§ PROBLEM DESCRIPTION
Extend the post about the null MX record past its final sentence, keeping its first-person voice.

§ EXCERPTED TEXT

2017-05-20
We now have an officially standardized 'null MX' record
Years ago, I wrote about how I wished for an official 'null MX' standard so that I could clearly advertise that some of my hosts should never be sent email although they had an A record and there was a mailer listening on that IP address. In the process of writing another entry on this, I decided to look up the current state of the draft RFC from 2013. Imagine my pleased surprise to find RFC 7505: A "Null MX" No Service Resource Record for Domains That Accept No Mail.
RFC 7505 was issued June
2015, which gives me some time to have not noticed it. The official
standard is a 0-preference MX
to '.
' (the zero-length DNS label),
which is probably slightly stricter than previous interpretations
but is also probably what people have been doing anyways. Since
this essentially standardizes existing practice, at least some
mailers have been implementing RFC 7505 since the moment it was
published; others undoubtedly don't support it yet and will either
fail the mail message with an unclear error, ignore the MX entry,
or consider it a temporary DNS error.

(Point annotation rows)
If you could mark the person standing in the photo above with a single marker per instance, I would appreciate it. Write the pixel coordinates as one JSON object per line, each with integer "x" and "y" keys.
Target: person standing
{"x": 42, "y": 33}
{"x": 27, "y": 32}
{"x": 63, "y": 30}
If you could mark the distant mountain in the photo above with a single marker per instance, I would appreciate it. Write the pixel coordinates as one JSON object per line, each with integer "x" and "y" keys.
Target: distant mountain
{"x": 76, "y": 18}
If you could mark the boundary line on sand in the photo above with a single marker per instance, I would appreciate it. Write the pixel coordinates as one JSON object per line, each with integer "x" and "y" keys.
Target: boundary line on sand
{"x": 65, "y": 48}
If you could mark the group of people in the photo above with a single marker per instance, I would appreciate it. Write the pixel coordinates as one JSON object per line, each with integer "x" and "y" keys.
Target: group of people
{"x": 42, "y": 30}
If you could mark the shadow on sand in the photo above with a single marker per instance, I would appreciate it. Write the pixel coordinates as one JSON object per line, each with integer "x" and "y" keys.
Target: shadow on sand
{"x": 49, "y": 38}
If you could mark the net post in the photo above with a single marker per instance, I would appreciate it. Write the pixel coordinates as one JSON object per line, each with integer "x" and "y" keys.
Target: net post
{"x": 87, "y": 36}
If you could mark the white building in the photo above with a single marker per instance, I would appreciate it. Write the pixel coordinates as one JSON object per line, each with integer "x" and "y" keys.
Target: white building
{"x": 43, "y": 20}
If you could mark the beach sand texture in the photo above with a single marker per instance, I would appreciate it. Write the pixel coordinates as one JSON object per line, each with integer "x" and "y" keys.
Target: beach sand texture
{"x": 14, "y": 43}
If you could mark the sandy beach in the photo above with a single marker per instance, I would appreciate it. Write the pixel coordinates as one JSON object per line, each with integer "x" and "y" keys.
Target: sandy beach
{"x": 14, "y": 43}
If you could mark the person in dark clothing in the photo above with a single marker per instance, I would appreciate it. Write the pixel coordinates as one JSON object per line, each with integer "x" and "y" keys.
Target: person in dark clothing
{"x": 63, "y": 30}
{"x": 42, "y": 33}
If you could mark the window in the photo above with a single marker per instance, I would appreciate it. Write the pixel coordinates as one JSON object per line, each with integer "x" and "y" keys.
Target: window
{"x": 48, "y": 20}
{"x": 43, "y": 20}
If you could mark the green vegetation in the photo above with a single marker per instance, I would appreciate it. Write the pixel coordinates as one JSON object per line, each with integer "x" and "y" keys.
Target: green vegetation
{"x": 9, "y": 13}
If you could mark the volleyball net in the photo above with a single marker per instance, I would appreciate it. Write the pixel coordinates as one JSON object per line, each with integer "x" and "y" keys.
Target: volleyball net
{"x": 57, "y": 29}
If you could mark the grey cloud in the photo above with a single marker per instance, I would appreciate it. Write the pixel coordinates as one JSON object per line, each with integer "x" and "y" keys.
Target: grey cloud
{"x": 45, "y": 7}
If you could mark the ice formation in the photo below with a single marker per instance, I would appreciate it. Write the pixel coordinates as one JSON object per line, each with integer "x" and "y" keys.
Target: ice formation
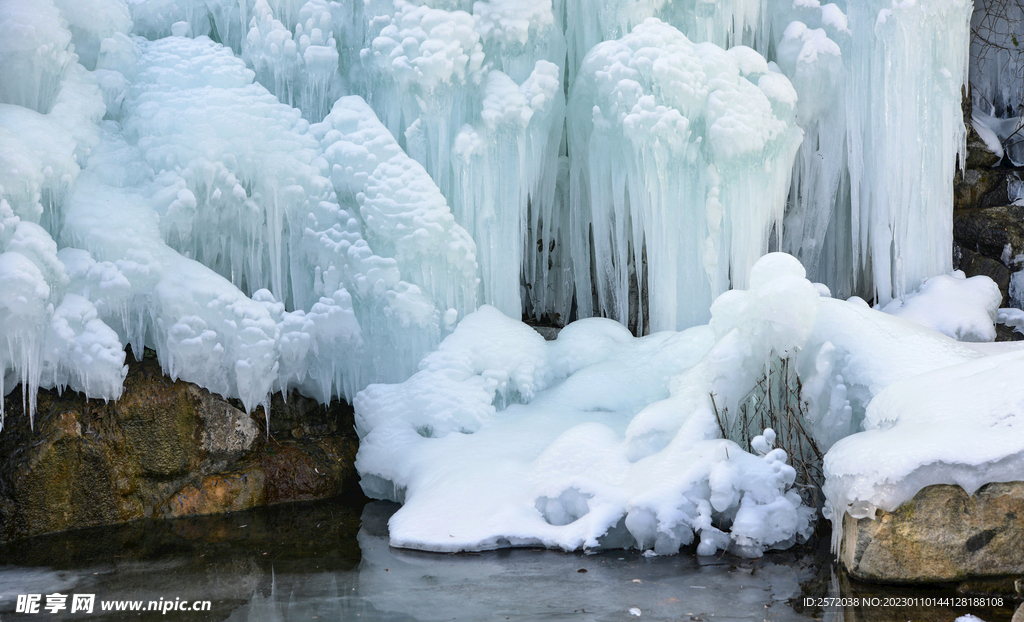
{"x": 314, "y": 194}
{"x": 595, "y": 440}
{"x": 602, "y": 440}
{"x": 687, "y": 157}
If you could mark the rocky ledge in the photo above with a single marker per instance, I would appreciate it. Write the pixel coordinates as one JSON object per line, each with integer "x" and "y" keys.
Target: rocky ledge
{"x": 943, "y": 535}
{"x": 165, "y": 449}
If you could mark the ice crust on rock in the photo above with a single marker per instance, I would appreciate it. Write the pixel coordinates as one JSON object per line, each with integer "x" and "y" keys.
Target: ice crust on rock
{"x": 595, "y": 440}
{"x": 314, "y": 194}
{"x": 963, "y": 308}
{"x": 602, "y": 440}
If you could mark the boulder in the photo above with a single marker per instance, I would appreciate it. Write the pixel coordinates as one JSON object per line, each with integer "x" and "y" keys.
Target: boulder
{"x": 165, "y": 449}
{"x": 942, "y": 535}
{"x": 989, "y": 241}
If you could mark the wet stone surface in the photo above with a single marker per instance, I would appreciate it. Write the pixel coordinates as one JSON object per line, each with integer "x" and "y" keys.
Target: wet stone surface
{"x": 331, "y": 560}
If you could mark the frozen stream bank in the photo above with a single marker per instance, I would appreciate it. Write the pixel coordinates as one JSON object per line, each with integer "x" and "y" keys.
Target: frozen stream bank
{"x": 331, "y": 561}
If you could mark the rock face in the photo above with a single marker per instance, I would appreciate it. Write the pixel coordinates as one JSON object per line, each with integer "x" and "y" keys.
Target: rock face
{"x": 988, "y": 232}
{"x": 942, "y": 535}
{"x": 165, "y": 449}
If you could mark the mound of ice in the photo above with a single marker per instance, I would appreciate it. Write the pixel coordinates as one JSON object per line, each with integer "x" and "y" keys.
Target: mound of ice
{"x": 958, "y": 424}
{"x": 505, "y": 440}
{"x": 964, "y": 308}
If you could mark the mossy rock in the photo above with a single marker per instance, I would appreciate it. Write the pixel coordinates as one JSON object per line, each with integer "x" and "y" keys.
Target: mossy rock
{"x": 165, "y": 449}
{"x": 942, "y": 535}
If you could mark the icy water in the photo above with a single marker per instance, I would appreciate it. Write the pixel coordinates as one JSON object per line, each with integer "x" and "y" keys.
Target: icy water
{"x": 331, "y": 561}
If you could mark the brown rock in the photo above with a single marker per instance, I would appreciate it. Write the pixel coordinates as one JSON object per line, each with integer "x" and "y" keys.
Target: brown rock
{"x": 165, "y": 449}
{"x": 978, "y": 188}
{"x": 215, "y": 494}
{"x": 941, "y": 535}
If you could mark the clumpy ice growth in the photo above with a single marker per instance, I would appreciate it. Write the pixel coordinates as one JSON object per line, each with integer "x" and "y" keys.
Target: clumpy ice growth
{"x": 961, "y": 307}
{"x": 489, "y": 138}
{"x": 602, "y": 440}
{"x": 907, "y": 58}
{"x": 402, "y": 212}
{"x": 685, "y": 158}
{"x": 595, "y": 440}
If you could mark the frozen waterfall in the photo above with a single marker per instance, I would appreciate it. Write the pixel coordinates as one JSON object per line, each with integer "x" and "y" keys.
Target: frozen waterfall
{"x": 361, "y": 199}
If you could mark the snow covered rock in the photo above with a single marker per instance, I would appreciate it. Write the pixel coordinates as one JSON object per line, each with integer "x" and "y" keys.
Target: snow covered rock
{"x": 942, "y": 535}
{"x": 164, "y": 449}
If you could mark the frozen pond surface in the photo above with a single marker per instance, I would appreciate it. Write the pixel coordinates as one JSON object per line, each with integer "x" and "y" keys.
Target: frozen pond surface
{"x": 331, "y": 561}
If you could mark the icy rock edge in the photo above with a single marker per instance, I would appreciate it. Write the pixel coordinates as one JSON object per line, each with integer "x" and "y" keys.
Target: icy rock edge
{"x": 602, "y": 440}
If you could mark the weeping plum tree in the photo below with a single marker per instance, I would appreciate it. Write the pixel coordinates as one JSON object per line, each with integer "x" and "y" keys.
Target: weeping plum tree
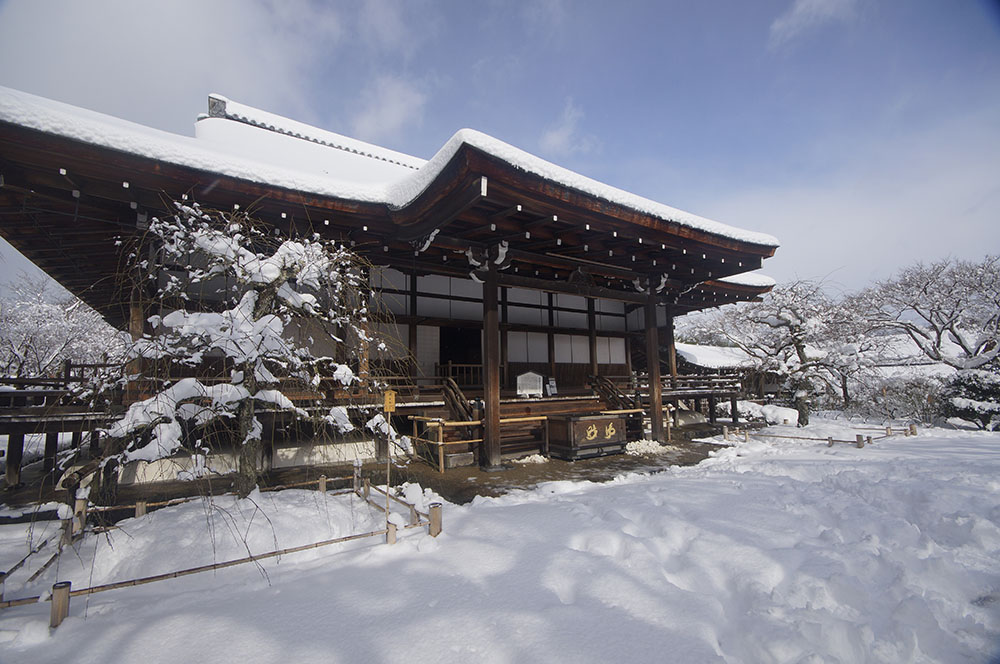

§ WRITTEN ANSWER
Postfix apparently picked
up official support for RFC 7505 in version 3.0 (released February
2015, while the RFC was in draft). I can't find any particular
indication if other mailers have picked up explicit support for it
(somewhat to my surprise); perhaps the authors of them are as unaware
of RFC 7505 as I've been. Alternately, they were already rejecting
email for things when there was only a 'MX .
' MX entry, so they
don't really have anything to do.
(And of course there are plenty of really old mailers out there on
the Internet that will probably skip over a 'MX .
' entry as clearly
malformed and carry on to try to deliver the message to the IP in
the A record, just the same as before.)
Since this is now an official RFC, I'm actively tempted to publish
some 'MX .
' entries for some hosts and see if anything happens
as a result. It would be nice to think that spam senders will notice
and I'll see a drop off of delivery attempts, but I'm not really
that optimistic.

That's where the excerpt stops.